-- Required action --
What you return should be the line containing "Labeling batch C. For the image above, tag the triangular" and each line after it to the end of the records, copied exactly.

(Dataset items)

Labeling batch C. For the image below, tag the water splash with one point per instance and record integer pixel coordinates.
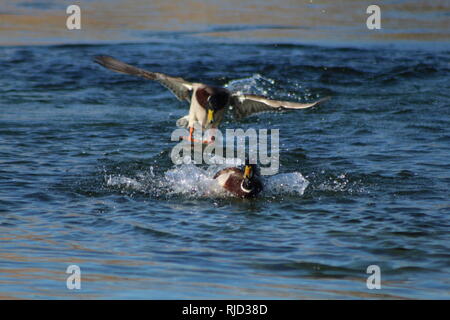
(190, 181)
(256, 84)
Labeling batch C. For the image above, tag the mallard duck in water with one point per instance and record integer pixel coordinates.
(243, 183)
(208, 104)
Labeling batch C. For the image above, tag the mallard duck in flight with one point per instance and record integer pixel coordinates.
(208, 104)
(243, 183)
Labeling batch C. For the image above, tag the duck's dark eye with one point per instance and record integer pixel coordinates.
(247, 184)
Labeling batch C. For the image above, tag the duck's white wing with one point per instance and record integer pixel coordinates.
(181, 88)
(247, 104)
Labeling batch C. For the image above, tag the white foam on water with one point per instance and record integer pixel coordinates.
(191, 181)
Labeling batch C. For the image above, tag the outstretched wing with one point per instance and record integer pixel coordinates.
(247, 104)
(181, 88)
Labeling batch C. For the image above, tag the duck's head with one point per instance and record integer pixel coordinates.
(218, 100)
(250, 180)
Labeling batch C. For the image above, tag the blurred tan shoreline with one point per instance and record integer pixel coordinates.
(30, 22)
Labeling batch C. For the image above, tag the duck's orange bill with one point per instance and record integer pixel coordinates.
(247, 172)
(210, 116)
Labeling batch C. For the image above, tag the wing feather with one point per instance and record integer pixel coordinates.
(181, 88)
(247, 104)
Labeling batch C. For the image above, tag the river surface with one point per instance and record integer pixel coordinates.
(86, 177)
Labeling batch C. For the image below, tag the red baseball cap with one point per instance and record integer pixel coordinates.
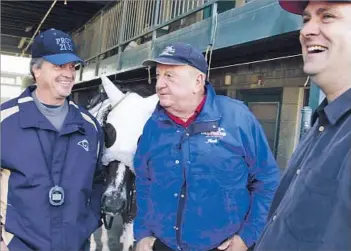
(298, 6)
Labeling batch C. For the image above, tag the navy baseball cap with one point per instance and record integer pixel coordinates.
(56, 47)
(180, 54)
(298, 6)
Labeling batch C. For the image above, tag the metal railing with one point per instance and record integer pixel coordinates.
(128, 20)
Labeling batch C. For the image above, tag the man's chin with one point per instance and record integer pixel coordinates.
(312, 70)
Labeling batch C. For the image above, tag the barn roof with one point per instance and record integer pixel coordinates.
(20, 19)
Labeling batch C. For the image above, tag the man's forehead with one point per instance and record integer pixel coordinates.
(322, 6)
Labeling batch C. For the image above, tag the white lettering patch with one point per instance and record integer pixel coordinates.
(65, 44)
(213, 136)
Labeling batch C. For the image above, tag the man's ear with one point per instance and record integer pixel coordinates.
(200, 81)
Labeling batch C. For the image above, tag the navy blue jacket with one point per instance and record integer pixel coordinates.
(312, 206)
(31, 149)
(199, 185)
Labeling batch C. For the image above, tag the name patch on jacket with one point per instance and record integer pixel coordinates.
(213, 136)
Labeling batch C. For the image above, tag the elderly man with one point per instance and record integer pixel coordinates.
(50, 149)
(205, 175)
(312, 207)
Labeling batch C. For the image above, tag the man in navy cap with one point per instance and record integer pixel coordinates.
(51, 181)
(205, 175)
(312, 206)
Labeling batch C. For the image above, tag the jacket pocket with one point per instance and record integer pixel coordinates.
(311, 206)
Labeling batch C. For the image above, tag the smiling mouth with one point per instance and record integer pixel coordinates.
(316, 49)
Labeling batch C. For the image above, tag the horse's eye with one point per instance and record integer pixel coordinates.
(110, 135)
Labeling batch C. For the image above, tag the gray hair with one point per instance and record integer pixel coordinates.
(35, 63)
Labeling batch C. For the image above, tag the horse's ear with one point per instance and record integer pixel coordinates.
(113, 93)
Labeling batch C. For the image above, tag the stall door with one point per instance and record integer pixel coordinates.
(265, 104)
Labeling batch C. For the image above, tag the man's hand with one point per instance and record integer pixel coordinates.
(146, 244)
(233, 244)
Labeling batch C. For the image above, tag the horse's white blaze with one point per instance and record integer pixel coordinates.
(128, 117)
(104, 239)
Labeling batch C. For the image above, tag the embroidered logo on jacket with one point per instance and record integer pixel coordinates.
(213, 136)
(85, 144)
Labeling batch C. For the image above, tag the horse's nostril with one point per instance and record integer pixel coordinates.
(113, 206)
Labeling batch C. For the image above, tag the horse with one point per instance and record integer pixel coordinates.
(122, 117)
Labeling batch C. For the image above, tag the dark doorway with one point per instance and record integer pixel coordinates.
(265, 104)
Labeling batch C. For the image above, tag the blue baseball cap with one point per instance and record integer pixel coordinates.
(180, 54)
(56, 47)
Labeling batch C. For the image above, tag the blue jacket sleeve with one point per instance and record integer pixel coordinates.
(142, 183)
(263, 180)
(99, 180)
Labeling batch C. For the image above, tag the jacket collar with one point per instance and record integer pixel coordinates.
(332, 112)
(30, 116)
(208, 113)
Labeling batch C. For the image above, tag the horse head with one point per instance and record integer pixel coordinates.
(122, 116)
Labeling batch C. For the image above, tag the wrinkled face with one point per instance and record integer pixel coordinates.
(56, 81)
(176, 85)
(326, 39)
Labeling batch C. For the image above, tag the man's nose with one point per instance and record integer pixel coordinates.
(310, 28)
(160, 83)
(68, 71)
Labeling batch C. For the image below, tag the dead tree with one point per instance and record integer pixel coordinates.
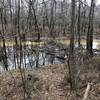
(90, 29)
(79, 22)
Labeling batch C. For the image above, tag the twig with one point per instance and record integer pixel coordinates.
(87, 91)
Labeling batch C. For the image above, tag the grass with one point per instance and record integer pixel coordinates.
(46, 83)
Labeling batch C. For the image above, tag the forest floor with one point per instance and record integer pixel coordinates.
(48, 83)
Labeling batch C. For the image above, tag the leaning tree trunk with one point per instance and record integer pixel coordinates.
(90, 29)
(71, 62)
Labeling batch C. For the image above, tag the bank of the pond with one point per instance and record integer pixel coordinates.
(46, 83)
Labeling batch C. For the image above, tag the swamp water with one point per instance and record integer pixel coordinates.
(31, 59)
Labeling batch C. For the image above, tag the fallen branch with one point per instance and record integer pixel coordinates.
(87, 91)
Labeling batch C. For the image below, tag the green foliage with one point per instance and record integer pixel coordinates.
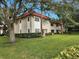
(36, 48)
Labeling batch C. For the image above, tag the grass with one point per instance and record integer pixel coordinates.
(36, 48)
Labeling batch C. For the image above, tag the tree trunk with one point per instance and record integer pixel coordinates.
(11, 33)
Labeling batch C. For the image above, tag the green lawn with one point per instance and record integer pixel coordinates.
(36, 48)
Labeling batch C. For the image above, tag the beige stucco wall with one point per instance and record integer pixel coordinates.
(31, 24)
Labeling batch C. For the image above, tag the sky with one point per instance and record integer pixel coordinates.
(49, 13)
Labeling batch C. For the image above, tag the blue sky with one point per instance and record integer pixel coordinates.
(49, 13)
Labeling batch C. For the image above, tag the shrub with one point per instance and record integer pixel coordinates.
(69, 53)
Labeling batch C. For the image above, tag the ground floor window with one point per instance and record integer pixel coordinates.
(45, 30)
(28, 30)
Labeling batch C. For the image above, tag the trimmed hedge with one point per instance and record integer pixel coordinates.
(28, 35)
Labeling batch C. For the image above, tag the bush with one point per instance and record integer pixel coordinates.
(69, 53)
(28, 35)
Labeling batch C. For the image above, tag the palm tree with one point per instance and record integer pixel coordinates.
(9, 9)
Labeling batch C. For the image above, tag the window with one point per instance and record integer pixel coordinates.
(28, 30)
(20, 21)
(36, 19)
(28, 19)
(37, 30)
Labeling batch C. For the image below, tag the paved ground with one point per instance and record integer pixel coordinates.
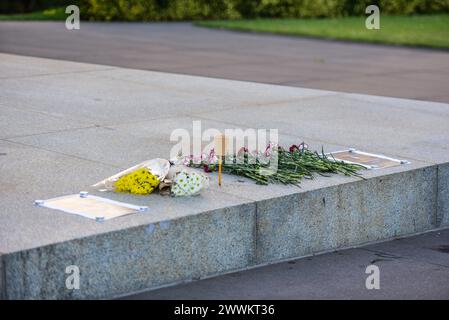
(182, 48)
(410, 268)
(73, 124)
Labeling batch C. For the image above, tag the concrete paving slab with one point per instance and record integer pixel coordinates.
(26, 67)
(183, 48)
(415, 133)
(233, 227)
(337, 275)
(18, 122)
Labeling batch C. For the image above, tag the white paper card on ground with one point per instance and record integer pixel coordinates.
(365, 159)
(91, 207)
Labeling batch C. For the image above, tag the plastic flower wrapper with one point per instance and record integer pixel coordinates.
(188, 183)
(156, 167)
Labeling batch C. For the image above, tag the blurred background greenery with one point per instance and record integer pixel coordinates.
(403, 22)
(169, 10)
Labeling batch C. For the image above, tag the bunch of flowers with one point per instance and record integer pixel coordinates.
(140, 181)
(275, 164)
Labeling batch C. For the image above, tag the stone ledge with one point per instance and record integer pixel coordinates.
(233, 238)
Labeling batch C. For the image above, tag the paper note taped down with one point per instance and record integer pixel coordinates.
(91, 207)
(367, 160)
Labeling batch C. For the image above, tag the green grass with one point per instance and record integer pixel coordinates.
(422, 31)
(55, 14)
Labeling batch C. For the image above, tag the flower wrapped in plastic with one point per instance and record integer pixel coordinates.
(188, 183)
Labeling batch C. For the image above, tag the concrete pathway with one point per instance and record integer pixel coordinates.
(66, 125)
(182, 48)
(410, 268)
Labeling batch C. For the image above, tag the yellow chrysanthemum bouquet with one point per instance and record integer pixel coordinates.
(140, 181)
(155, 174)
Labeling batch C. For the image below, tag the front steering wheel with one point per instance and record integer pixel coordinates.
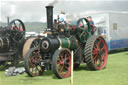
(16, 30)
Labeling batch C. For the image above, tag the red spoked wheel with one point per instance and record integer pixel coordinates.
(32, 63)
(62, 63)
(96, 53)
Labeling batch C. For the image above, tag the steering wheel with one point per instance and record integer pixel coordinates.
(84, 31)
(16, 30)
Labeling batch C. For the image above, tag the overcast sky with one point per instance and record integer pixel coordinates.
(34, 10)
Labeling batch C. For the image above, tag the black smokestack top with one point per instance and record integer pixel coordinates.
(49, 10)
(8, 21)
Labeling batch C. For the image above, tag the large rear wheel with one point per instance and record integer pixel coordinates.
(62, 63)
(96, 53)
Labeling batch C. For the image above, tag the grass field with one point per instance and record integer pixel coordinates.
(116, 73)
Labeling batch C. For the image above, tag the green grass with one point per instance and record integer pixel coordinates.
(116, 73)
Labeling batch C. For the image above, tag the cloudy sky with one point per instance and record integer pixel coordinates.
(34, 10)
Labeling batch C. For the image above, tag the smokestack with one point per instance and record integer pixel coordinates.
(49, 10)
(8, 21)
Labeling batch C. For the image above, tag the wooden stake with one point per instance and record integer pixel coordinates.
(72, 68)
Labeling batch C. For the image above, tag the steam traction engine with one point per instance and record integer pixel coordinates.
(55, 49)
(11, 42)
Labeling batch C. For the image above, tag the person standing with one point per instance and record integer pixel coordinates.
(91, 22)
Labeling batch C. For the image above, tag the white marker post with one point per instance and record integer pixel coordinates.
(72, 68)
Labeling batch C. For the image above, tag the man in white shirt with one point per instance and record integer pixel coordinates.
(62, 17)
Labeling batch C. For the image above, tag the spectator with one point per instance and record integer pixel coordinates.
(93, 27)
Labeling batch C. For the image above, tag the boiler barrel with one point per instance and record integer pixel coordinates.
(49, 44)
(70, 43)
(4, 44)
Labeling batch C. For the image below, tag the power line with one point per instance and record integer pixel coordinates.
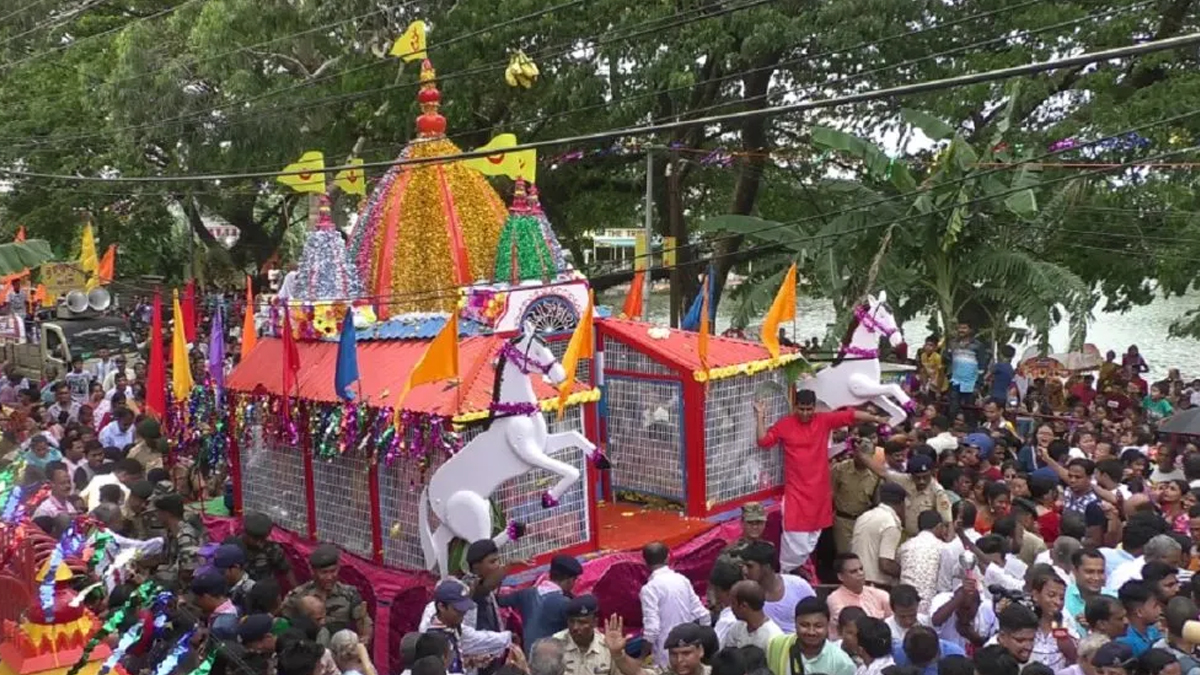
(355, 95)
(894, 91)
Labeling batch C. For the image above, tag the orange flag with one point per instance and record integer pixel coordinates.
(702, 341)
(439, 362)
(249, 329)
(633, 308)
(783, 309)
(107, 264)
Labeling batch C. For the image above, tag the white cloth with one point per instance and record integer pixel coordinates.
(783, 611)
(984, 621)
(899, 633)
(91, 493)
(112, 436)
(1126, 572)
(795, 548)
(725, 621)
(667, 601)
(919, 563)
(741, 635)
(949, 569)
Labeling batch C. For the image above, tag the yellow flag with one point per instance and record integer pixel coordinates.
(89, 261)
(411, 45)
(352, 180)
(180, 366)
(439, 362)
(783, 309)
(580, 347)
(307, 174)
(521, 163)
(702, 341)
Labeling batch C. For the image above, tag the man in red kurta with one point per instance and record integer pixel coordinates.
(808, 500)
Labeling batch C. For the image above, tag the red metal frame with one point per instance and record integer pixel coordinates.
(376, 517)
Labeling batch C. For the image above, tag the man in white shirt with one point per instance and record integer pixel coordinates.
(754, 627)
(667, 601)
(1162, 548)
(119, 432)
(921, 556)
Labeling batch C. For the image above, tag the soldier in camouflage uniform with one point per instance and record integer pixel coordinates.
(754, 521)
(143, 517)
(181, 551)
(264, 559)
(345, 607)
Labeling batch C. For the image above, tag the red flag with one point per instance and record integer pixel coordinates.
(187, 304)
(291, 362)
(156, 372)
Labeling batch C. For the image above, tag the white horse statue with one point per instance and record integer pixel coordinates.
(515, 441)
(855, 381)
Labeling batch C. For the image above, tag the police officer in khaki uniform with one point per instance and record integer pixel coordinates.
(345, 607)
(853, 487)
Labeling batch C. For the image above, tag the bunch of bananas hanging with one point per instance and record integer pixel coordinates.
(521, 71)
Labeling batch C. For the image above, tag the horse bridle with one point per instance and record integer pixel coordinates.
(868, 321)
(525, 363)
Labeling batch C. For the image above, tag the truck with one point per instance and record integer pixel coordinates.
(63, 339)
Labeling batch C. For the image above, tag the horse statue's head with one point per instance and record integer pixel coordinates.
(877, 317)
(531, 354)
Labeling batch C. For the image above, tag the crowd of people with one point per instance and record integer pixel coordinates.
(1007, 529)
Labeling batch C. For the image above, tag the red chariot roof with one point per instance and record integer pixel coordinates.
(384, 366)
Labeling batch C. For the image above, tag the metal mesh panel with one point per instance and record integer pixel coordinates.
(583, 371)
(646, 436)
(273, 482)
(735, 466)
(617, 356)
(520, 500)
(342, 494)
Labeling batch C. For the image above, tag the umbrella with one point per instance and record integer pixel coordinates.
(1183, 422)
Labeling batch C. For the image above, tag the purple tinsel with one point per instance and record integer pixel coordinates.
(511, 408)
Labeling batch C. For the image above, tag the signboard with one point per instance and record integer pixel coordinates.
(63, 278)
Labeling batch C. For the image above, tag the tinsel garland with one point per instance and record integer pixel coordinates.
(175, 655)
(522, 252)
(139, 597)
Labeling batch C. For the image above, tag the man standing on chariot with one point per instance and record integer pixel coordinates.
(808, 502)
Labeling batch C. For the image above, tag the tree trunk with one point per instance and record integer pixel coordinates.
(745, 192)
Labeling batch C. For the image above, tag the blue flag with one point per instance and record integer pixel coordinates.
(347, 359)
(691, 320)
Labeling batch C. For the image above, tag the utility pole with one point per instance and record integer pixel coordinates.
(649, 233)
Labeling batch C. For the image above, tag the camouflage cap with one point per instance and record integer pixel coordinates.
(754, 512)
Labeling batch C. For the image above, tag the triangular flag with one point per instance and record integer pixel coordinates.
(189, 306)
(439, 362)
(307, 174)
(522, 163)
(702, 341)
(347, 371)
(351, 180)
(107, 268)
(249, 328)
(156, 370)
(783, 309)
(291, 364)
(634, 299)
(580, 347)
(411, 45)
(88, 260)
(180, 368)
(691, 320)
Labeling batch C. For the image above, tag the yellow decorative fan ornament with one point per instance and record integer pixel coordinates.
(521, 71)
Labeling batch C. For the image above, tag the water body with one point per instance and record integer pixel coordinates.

-- Answer box --
Labeling batch C. For the image above, tag the triangular flag with one point per instance and record integer pixel coordinates.
(189, 306)
(439, 362)
(307, 174)
(522, 163)
(702, 341)
(347, 371)
(351, 180)
(107, 268)
(249, 328)
(156, 370)
(783, 309)
(291, 364)
(634, 299)
(580, 347)
(411, 45)
(88, 260)
(180, 368)
(691, 320)
Labeling batch C. For the image above, tag the yellow decorative fan ornament with one point per instance and record integer pixel coordinates.
(521, 71)
Labeling batch C. For the image above, tag the water body with one point per instance and record integer pixel coordinates.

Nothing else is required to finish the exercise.